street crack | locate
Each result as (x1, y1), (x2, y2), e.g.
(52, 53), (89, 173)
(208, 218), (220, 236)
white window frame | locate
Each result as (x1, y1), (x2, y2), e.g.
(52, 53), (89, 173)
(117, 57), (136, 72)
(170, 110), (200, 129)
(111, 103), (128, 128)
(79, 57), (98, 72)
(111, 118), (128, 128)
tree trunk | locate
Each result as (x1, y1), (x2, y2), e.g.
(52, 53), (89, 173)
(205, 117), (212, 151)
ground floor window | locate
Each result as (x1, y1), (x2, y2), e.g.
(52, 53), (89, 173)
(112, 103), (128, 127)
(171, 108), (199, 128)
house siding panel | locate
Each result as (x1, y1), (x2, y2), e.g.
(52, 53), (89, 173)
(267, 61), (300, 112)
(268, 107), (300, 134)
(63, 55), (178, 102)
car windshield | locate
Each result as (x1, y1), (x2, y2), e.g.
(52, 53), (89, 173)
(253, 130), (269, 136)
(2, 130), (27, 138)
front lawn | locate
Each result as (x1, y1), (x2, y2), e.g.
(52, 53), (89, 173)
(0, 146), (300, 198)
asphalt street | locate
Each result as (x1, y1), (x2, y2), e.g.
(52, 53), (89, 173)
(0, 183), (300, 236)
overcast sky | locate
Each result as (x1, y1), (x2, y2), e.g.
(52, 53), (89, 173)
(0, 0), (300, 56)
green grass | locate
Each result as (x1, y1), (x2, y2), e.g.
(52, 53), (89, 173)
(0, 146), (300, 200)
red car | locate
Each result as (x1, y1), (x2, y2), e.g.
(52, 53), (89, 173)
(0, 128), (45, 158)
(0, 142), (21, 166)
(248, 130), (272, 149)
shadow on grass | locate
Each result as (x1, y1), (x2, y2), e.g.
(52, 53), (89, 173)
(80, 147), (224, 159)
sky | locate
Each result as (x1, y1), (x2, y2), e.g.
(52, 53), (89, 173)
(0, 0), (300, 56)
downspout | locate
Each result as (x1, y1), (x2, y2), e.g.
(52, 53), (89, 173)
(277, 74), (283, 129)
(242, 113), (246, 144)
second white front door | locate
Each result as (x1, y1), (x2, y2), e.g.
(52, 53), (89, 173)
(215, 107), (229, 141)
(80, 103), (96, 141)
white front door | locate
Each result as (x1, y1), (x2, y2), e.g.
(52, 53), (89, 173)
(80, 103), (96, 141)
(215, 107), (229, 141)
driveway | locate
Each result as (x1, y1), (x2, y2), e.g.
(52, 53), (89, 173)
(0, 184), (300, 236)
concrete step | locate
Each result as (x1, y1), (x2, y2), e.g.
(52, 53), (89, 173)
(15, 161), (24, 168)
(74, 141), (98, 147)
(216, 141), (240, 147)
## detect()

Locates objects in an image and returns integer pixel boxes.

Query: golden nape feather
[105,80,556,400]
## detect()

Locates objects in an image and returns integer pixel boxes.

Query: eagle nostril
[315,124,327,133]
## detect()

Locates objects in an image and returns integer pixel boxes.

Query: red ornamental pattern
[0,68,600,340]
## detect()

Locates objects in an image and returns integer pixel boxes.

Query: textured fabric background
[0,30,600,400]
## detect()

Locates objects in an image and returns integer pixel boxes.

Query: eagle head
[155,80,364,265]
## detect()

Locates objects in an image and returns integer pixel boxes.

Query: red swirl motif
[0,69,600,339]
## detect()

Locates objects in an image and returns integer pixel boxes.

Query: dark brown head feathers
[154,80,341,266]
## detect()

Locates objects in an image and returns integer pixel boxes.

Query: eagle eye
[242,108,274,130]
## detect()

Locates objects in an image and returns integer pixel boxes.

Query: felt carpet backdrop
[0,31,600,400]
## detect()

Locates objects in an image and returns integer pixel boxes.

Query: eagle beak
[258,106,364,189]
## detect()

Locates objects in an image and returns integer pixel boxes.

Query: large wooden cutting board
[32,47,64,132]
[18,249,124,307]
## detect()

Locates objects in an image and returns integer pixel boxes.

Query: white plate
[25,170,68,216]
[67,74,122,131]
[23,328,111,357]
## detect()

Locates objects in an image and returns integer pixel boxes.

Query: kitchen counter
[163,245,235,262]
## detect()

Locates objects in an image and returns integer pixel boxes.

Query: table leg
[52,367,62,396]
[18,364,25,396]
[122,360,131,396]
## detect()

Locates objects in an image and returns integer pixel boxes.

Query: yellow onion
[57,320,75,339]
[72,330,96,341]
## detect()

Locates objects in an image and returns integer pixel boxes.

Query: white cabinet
:::::
Rewrite each line of the data in full, from the line containing "second white front door | locate" through the line containing "[155,80,364,265]", including both of those lines. Scale every bounding-box coordinate in the answers by 0.5 and round it to a whole number, rounding halves up. Leave all other numbers as they stand.

second white front door | locate
Each result as (x1, y1), (x2, y2), e.g.
(52, 53), (89, 173)
(108, 54), (115, 71)
(40, 52), (48, 71)
white front door | locate
Each result as (x1, y1), (x2, y2), e.g.
(52, 53), (89, 173)
(40, 52), (48, 71)
(108, 54), (115, 71)
driveway | locate
Each result as (x1, y1), (x2, y2), e.g.
(52, 53), (89, 173)
(0, 92), (150, 118)
concrete step | locate
Each result as (x1, y1), (x2, y2), e.g.
(52, 53), (89, 173)
(8, 81), (12, 84)
(37, 71), (49, 74)
(108, 71), (120, 74)
## detect()

Locates objects in an image and returns integer pixel boxes.

Query: golden nape feather
[53,40,278,200]
## detect()

Locates objects in an image and returns integer pixel boxes.

Query: eagle nostril
[158,62,164,67]
## detect()

Locates objects in an image and returns integer pixel boxes.

Query: red ornamental pattern
[0,34,300,170]
## detect()

Locates objects in an image and returns integer pixel boxes.

Query: textured fabric background
[0,15,300,200]
## detect()

Locates objects in an image and returns integer pixel boxes.

Query: eagle head
[78,40,182,133]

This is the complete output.